======== Document extract

Please explain to me what you think rates would have needed to do given that there was a massive decrease in economic activity due to a pandemic followed by inflation.
I think the real damage was done between 2008 and 2018, when we spent 10+ years under zero interest rates in the US and negative rates in parts of Europe. I think that conditioned people to forget about things like duration risk and interest rate risk. Had we been under a "normal" rate regime during that period, I don't think people would have thought 10 year t-bonds paying 1.5% were in any sense of the word a "good deal." I think peoples' expectations were so messed up that Austria (?) issued a 97 year zero coupon, zero interest rate bond. Like it was a good thing.
IMO? Overnight term rates should have been zero from 2020 to about July of 2021, then allowed to rise by 0.25 per month to perhaps about 3.5%. Long-term rates should have been left to float with the market, pricing in the expected risk of inflation. Not that my opinion matters, since I wasn't in charge.
Yes, of course it does. But there are losses, and then there are losses. 10-year yields going from 1.56% in 2021 to 4% in 2023 is equivalent to a price drop of 17% (given maturity in 2031). If 10-year yields had only been, say, 3% in 2021 before rising to 4%, the bond price drop would have been closer to 7%.

================

- **Your task**:
In the interest-rate discussion, what bond price drop does the rise in 10-year yields from 1.56% in 2021 to 4% in 2023 correspond to? The data is separate material with no connection to the interest-rate discussion.

======== Extracted entries

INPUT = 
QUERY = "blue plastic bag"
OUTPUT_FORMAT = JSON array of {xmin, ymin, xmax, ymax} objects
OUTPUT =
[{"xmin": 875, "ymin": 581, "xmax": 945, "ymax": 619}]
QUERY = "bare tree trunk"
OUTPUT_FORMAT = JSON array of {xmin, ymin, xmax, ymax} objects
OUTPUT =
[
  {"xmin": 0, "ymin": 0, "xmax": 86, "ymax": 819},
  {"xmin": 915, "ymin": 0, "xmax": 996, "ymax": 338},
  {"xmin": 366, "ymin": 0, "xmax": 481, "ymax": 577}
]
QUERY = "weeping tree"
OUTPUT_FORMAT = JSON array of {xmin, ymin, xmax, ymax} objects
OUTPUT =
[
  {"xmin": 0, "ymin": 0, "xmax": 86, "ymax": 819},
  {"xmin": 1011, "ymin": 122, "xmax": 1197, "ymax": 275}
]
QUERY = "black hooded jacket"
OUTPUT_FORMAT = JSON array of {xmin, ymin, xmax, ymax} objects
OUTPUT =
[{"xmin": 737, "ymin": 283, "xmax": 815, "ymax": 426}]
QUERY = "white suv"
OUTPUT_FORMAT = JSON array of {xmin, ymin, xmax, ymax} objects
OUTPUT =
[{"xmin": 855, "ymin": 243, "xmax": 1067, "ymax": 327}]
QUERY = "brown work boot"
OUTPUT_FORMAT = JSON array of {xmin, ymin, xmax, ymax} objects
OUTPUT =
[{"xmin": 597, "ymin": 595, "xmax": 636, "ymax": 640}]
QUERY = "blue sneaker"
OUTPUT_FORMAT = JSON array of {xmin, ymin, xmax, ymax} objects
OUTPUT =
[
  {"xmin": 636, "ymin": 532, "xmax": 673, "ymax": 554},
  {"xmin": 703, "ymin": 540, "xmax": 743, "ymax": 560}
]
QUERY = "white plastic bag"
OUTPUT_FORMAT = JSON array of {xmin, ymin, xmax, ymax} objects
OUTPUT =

================

- **Response area**:
A price drop of 17%, given maturity in 2031.